• About this exercise: Print the records below once again, exactly as they were given.

Start of Supplied data

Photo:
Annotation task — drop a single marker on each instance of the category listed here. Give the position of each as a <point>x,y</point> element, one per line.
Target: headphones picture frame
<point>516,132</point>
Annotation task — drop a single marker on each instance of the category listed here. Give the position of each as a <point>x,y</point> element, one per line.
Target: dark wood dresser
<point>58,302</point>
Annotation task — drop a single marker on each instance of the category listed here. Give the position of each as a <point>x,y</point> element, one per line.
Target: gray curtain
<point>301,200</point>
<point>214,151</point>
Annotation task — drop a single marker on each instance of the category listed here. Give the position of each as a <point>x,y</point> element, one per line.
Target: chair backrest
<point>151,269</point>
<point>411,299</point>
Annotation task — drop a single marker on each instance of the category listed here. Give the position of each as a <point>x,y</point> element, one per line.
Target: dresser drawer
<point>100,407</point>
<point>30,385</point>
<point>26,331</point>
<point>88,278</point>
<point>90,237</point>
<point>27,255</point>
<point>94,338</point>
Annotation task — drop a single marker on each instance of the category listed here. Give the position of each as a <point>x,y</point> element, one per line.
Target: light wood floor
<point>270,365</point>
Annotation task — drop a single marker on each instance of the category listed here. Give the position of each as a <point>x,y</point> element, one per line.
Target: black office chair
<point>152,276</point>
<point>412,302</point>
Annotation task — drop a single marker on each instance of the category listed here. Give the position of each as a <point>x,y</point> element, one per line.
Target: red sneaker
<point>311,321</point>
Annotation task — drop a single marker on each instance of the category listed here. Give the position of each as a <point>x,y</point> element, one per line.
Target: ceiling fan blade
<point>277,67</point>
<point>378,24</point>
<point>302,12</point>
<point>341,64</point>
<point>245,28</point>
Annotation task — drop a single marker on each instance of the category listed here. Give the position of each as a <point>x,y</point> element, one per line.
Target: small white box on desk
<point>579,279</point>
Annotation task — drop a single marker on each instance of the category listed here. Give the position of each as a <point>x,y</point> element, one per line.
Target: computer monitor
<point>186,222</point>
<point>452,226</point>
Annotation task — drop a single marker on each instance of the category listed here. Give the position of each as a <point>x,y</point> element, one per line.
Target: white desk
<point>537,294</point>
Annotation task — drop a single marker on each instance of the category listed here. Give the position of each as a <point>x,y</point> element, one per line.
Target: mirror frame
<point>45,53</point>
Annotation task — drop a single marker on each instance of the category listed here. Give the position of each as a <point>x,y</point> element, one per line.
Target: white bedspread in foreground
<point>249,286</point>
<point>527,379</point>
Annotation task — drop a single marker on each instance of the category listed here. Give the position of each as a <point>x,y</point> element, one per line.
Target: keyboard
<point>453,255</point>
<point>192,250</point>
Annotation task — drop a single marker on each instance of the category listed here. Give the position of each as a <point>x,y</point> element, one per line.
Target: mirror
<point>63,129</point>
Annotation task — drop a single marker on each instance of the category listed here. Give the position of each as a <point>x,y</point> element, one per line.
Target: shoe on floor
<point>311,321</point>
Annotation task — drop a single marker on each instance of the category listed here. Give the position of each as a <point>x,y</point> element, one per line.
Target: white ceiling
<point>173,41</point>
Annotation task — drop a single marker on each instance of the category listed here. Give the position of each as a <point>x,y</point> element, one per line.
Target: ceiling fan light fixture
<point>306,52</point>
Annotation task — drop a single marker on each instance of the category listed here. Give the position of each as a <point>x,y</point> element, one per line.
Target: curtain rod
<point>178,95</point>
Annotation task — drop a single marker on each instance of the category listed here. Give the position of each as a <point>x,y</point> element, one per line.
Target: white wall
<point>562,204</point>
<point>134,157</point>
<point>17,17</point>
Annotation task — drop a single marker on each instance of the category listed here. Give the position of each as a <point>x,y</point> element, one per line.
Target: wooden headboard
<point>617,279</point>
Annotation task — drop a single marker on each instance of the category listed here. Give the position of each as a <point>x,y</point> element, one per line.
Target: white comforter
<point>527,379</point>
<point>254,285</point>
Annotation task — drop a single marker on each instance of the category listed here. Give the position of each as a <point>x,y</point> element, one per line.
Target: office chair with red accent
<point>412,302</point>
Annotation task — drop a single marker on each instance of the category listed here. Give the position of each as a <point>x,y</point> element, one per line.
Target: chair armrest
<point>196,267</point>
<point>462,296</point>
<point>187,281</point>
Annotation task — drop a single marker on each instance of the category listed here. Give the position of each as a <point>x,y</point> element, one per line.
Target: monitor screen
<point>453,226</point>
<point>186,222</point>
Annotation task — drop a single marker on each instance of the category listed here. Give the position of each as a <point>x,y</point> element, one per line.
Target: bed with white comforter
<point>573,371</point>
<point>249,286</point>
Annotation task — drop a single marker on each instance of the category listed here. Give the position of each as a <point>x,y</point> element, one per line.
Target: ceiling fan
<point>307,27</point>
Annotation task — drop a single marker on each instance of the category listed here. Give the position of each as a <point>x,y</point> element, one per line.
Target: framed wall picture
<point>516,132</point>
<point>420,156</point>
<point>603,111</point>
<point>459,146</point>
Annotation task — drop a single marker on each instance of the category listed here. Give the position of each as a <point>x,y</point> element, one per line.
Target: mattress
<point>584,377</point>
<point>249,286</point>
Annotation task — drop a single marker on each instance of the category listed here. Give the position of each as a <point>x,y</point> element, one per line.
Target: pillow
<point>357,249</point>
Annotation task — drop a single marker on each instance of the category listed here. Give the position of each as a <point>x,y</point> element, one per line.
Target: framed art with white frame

End of Supplied data

• Written answer:
Photo:
Annotation task — drop a single marker on each instance of the category listed here. Give the position of each as a <point>x,y</point> element, one per line.
Target: headphones picture frame
<point>516,132</point>
Annotation task — drop a single marker on each instance of the category listed here. Give the position of each as a <point>x,y</point> element, one per line.
Target: dark wood dresser
<point>58,302</point>
Annotation task — drop a single marker on each instance of the category listed here. Give the position of each as a <point>x,y</point> element, one per line.
Target: gray curtain
<point>301,200</point>
<point>214,151</point>
Annotation task — drop a single marker on each instance of the category listed here. Give the position of each as a <point>x,y</point> element, one per line.
Target: chair backrest
<point>151,269</point>
<point>411,299</point>
Annotation task — drop a single marker on each instance of the category listed here. Give the position of each as a <point>x,y</point> element, one per line.
Target: dresser drawer
<point>100,407</point>
<point>30,385</point>
<point>26,331</point>
<point>88,278</point>
<point>90,237</point>
<point>27,255</point>
<point>94,338</point>
Annotation task — drop a single marker on each instance of the category listed here. Give the position of each as a <point>x,y</point> element, one per line.
Target: light wood floor
<point>270,365</point>
Annotation task — drop a single marker on each instance of the category listed here. Give the position of each as a <point>x,y</point> element, one per line.
Target: black office chair
<point>152,276</point>
<point>412,302</point>
Annotation task — drop a single marker on each instance of the category listed here. Give the position of each as a <point>x,y</point> element, one per line.
Target: red sneaker
<point>311,321</point>
Annotation task — drop a single marker on each instance of the category listed here. Give the position of each as a <point>x,y</point> element, one per line.
Target: ceiling fan blade
<point>277,67</point>
<point>378,24</point>
<point>302,12</point>
<point>341,64</point>
<point>245,28</point>
Annotation task — drop a single marker on each instance of the category listed here. Give the position of each as a <point>x,y</point> element, one per line.
Target: small white box on desk
<point>579,279</point>
Annotation task — drop a single marker on each instance of the category listed here. Give the position of each as a <point>x,y</point> element, one per line.
Target: computer monitor
<point>186,222</point>
<point>452,226</point>
Annotation task — drop a single marker on each instance of the category listed here. Give the position of each as a <point>x,y</point> element, one per line.
Target: white desk
<point>537,294</point>
Annotation task — drop a single marker on each instance of the category listed here. Give the position of each as a <point>x,y</point> element, one per line.
Target: mirror frame
<point>45,53</point>
Annotation task — drop a single marker on each instance of the category listed here. Give the position of each as a <point>x,y</point> element, one per line.
Target: white bedspread in foreground
<point>249,286</point>
<point>527,379</point>
Annotation task — drop a single marker on each instance of the category listed here. Give the position of each as a <point>x,y</point> element, one per line.
Target: keyboard
<point>453,255</point>
<point>192,250</point>
Annotation task — drop a single marker on each instance of the category listed here. Give the position of each as a <point>x,y</point> element, one per line.
Target: mirror
<point>63,129</point>
Annotation task — drop a single marker on each instance of the category listed here. Give the position of each as a <point>x,y</point> element, one per line.
Target: shoe on floor
<point>311,321</point>
Annotation task — drop a single marker on each instance of the category listed here. Give the position of each as a <point>x,y</point> element, one per line.
Target: white ceiling
<point>173,41</point>
Annotation task — drop a single marker on each instance of the category listed here. Give the position of each as a <point>x,y</point> element, one per line.
Target: ceiling fan light fixture
<point>306,52</point>
Annotation task — drop a single marker on each instance of the category listed here. Give the position of each as a <point>x,y</point> element, one per line.
Target: curtain rod
<point>178,95</point>
Annotation task — drop a single marker on each instance of the category listed here. Give the position of each as a <point>x,y</point> element, one per line.
Target: white wall
<point>562,204</point>
<point>134,157</point>
<point>17,17</point>
Annotation task — drop a single marker on each instance of the category listed here. Give the position of each as a <point>x,y</point> element, one per line.
Target: wooden headboard
<point>617,279</point>
Annotation task — drop a single marker on each instance of the category listed here. Give the position of each as a <point>x,y</point> element, one per line.
Target: white comforter
<point>527,379</point>
<point>254,285</point>
Annotation task — drop a single marker on each instance of the category listed here. Give the position of each as a <point>x,y</point> element, one per line.
Target: office chair with red accent
<point>412,302</point>
Annotation task — drop a single marker on each instance of the category listed here. Give the position of each as a <point>x,y</point> element, one per line.
Target: chair armrest
<point>196,267</point>
<point>462,296</point>
<point>187,281</point>
Annotation task — drop a single marker on each instance of the category listed here. Give the position of each as a <point>x,y</point> element, one per line.
Target: monitor screen
<point>453,226</point>
<point>186,222</point>
Annotation task — drop a single marker on each instance of the category listed here. Give the position of each as a <point>x,y</point> element, one per line.
Target: bed with white comforter
<point>573,371</point>
<point>249,286</point>
Annotation task — drop a single marker on each instance of the category listed here. Give the position of each as a <point>x,y</point> element, one per line.
Target: ceiling fan
<point>307,27</point>
Annotation task — drop a single marker on each instance of the category listed here. Give the position of each as a <point>x,y</point> element, one per line.
Target: framed wall picture
<point>516,132</point>
<point>420,156</point>
<point>603,111</point>
<point>459,146</point>
Annotation task — drop a single marker on each instance of the category listed here. Give the position of each as a <point>x,y</point> element, one per line.
Target: mattress
<point>584,377</point>
<point>249,286</point>
Annotation task — drop a single marker on each instance of the category listed here. Give the position of each as a <point>x,y</point> element, one per line.
Target: pillow
<point>357,249</point>
Annotation task — drop a single marker on each instance of the category listed here. Give the position of each as a <point>x,y</point> element, one per line.
Target: framed art with white frame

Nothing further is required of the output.